Please copy the lines of the records below from the line that contains "Task: identify the bird's tail" to the line that contains "<point>760,492</point>", keeping both of those lines and reproducing every line without any change.

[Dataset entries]

+++++

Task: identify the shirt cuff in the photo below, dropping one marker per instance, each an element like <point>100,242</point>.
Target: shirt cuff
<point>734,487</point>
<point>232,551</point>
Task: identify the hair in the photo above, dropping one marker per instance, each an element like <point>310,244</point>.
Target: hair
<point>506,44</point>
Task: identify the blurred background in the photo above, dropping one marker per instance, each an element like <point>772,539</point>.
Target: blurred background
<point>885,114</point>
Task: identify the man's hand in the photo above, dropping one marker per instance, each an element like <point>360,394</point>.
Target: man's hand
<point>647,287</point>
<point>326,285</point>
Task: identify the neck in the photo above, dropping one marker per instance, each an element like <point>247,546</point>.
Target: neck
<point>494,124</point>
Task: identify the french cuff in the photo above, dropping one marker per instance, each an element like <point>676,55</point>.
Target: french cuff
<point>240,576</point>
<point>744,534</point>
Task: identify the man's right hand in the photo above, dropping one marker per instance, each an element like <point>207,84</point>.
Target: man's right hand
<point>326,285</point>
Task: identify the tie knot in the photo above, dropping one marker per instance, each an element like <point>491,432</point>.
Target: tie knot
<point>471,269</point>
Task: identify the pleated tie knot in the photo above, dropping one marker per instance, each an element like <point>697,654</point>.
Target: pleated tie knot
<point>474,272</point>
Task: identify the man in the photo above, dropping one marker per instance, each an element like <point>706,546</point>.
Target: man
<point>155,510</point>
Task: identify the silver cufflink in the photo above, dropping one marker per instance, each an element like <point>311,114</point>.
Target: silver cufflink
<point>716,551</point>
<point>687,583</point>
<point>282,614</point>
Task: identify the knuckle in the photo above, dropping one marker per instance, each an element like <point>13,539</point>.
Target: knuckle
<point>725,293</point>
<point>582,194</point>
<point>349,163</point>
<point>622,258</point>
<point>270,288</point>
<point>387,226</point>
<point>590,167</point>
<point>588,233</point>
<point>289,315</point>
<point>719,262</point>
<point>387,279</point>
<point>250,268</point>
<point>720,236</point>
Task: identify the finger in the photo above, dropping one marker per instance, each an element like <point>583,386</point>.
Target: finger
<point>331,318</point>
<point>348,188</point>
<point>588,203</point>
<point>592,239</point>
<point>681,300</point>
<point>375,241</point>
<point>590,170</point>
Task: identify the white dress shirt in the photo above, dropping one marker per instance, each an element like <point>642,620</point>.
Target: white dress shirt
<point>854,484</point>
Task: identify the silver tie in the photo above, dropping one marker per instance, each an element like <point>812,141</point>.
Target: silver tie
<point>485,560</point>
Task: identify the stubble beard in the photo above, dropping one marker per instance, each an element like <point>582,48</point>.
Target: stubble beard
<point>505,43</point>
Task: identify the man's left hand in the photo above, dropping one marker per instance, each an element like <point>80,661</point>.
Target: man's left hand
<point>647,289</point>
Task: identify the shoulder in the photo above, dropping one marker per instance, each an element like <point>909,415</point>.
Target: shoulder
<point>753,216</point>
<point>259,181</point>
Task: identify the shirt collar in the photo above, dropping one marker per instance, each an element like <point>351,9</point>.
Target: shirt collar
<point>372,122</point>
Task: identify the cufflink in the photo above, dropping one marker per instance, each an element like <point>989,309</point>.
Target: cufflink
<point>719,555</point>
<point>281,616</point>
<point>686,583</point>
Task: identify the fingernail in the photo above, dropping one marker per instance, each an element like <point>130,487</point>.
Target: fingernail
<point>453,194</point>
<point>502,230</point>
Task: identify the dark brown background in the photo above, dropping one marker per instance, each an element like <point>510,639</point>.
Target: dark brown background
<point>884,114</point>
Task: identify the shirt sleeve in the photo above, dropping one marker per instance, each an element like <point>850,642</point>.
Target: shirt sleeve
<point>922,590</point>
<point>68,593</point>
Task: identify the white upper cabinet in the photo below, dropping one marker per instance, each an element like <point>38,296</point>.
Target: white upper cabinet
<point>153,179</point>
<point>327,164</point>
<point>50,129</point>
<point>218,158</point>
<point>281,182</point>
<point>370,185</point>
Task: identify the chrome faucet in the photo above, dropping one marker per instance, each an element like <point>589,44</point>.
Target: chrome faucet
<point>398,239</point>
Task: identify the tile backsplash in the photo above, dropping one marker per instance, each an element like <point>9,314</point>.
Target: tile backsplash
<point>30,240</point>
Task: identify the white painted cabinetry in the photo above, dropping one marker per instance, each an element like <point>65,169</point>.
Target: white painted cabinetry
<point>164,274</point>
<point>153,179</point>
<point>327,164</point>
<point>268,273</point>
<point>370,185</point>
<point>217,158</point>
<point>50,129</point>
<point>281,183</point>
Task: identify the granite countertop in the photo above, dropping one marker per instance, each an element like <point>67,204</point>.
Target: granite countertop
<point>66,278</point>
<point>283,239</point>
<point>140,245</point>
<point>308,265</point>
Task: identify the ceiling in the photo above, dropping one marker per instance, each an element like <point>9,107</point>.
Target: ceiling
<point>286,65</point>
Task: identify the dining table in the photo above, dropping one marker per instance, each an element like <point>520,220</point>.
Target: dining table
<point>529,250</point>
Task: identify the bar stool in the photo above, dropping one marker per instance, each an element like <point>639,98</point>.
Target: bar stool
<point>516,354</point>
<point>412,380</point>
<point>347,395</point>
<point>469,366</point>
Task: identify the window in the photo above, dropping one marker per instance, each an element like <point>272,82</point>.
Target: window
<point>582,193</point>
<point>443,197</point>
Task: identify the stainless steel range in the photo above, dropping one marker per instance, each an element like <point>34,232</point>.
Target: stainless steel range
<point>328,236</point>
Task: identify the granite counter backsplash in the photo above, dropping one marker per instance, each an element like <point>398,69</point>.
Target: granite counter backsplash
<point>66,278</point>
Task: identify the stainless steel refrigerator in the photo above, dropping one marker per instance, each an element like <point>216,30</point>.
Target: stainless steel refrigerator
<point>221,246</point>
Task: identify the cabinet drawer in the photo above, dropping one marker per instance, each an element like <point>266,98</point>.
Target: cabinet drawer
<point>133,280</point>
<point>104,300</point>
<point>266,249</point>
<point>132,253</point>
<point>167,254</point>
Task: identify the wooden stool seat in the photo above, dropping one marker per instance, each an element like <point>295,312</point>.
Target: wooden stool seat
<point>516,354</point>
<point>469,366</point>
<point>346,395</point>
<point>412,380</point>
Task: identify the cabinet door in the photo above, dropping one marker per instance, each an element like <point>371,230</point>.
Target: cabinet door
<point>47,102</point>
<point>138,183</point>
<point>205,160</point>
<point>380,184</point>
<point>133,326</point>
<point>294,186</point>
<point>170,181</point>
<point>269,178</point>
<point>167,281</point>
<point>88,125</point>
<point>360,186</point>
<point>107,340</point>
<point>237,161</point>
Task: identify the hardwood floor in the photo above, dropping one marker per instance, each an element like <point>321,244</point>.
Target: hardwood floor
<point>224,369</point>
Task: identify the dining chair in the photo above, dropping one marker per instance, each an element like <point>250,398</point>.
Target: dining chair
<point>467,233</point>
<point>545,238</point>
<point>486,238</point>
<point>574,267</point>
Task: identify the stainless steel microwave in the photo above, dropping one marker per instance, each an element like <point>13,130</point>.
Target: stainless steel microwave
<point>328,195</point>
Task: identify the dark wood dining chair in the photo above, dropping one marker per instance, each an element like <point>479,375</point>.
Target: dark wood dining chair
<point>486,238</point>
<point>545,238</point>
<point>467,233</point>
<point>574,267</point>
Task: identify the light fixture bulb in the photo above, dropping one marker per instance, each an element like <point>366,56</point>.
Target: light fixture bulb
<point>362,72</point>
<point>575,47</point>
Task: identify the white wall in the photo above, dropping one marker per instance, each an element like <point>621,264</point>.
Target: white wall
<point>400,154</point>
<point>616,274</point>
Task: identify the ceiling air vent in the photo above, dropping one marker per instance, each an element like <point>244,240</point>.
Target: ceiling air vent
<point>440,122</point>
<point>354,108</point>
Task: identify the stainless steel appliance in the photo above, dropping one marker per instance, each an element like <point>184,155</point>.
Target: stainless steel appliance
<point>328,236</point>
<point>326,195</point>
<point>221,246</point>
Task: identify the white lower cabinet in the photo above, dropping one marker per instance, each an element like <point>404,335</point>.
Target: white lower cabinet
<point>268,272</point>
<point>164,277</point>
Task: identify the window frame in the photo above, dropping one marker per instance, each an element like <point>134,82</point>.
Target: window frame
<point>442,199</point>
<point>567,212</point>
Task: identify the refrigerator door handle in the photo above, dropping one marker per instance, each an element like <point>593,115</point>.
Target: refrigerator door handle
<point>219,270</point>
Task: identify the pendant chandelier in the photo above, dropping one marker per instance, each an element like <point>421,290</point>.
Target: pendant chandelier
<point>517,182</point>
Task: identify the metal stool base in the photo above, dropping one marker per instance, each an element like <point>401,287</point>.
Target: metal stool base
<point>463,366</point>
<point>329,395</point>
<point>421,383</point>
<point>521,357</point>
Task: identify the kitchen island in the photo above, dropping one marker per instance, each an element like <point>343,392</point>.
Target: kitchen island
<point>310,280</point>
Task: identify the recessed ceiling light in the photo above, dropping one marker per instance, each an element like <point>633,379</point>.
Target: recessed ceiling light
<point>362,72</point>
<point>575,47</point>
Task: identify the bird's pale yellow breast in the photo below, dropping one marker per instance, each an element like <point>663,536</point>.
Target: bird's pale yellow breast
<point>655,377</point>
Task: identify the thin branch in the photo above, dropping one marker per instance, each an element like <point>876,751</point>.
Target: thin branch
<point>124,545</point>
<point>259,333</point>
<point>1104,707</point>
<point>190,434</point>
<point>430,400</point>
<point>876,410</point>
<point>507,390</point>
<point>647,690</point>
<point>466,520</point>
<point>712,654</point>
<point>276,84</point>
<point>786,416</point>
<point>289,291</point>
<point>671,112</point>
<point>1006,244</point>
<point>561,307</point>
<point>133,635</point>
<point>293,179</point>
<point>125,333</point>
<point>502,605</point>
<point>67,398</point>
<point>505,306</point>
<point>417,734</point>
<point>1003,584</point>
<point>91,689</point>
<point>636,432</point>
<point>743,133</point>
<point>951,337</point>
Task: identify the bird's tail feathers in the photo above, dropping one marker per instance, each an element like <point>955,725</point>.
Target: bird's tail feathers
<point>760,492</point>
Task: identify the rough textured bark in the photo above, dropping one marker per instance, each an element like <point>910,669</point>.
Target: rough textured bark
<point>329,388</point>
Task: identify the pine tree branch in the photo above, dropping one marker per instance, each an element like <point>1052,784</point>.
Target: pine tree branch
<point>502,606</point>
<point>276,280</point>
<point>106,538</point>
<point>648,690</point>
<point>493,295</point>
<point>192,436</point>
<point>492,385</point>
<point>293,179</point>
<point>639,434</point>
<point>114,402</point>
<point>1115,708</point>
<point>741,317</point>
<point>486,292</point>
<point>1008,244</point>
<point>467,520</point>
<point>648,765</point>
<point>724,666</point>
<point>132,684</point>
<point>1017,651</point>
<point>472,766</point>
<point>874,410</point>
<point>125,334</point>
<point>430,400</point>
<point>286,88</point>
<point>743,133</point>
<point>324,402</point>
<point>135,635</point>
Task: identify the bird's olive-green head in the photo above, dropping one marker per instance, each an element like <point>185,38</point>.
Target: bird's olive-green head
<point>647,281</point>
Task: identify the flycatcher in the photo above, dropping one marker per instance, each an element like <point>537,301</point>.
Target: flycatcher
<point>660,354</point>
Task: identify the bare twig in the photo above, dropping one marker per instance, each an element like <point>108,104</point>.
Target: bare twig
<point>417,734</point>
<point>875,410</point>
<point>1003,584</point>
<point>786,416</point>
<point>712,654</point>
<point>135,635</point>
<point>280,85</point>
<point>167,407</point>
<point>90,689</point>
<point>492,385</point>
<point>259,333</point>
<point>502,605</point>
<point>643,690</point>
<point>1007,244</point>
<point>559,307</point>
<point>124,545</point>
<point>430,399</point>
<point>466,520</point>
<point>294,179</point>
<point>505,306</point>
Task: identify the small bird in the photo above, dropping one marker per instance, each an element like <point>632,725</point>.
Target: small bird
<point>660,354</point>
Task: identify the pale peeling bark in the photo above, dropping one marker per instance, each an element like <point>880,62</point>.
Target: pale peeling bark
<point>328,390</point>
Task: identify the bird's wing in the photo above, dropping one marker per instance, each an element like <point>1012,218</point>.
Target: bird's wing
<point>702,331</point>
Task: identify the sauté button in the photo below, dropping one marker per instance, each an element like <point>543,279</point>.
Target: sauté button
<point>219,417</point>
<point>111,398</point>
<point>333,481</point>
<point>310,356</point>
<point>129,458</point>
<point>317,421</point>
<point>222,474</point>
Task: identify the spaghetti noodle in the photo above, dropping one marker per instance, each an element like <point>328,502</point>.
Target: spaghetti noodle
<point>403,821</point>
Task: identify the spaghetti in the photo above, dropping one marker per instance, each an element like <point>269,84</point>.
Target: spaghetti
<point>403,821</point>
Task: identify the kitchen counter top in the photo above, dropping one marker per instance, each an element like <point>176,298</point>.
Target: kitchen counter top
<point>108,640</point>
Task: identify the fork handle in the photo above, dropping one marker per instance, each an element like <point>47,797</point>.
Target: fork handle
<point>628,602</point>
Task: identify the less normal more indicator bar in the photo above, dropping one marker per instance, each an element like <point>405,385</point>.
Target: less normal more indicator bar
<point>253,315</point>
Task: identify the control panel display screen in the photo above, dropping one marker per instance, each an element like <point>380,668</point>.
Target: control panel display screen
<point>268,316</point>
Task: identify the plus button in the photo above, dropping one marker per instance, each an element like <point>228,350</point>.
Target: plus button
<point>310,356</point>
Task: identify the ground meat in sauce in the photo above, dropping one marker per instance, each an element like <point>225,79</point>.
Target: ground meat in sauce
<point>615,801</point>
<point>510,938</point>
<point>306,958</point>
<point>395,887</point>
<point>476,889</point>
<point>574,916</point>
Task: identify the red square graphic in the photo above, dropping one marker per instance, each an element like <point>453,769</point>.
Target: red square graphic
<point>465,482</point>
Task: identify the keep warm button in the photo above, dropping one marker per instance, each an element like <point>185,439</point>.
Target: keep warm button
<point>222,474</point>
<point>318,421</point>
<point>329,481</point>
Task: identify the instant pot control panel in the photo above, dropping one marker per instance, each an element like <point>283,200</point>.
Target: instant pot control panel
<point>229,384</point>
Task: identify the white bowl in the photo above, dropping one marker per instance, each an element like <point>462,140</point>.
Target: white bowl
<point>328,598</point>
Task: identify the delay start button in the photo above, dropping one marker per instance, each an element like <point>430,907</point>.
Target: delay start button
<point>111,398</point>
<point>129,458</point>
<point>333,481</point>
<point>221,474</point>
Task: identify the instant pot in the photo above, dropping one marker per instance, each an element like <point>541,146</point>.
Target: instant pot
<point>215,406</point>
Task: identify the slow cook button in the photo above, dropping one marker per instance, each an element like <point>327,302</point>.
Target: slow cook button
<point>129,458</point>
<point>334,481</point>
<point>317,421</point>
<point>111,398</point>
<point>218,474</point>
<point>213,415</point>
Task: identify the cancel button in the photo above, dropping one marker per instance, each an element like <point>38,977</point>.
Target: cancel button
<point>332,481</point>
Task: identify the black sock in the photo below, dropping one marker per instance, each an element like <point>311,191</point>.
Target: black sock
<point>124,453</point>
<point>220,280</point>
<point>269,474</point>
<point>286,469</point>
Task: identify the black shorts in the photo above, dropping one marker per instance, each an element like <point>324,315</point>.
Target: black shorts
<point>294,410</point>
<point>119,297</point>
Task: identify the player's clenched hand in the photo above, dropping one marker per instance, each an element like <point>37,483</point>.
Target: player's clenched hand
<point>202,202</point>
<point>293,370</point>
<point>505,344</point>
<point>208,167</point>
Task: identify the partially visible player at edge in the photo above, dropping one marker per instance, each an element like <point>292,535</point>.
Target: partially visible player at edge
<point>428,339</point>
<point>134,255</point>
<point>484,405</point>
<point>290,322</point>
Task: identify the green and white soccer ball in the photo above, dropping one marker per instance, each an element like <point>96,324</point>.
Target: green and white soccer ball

+++++

RESULT FOR THIS TASK:
Task: identify the bird's tail feathers in the photo above, dropping one marker per instance, each an element like <point>955,725</point>.
Target: bird's tail feathers
<point>760,492</point>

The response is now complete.